Kaynak Metin:
┏━━
Mesajı Okuyun
Old 08-10-2006, 22:09   #5
Ayfer Gökçen

 
Kitap Bu da bilimsel bir açıklama

(alıntı)

Kadınlar nasıl erkek ister?

Bilimsel araştırmalara göre kadınlar efemine görünümlü erkeklere ilgi gösteriyor, babaları gibi kokanları tercih ediyor

londra

Yaşamın ezeli sırlarından biri, kadınların hangi tür erkeklerden hoşlandığı ve Bay Doğru'yu nasıl seçtikleridir" denir. Bilim adamları harıl harıl bu konular üzerine çalışıyor, her geçen gün yeni bir bulguyu ortaya çıkarıyor. Bu bulguları gördükçe, "İyi ki erkek değilim" diye düşünüyorum.
Bilim adamlarına göre günümüz kadını "efemine" görünümlü erkeklere ilgi gösteriyor. İdeal eş olarak seçeceği erkeğin yüzünde de anlamlı bir ifade arıyor. Yani büyük gözler, düz bir burun, yuvarlak ve simetrik çene, düzgün bir cilt. Modern kadın maço görünümlüden çok, bebek bezi değiştirecek, ev işlerinde yardımcı olabilecek izlemini veren yüz hatlarına sahip erkekleri istiyor. Bu erkek temiz yüzüyle partilerde arkadaşlarının beğenisini kazanacak kadar yakışıklı da olmalı ama çapkın olmamalı.
┗━━
Sağlanan Veriler:
┏━━
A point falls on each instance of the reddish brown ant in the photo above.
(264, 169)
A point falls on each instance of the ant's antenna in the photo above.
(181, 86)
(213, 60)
┗━━
Alıştırma Seti:
1/ Kaynak metnin alt başlığına göre kadınlar nasıl kokan erkekleri tercih ediyor?
2/ Sağlanan Veriler başlığı altındaki satırların hepsini, istekler de dahil olmak üzere yeniden yaz ve yanıtlardaki her koordinat sayısına 80 ekleyerek noktaları kaydır.

Sıralı Yanıtlar:
1/ Babaları gibi kokan erkekleri tercih ediyorlar.

2/
A point falls on each instance of the reddish brown ant in the photo above.
(344, 249)
A point falls on each instance of the ant's antenna in the photo above.
(261, 166)
(293, 140)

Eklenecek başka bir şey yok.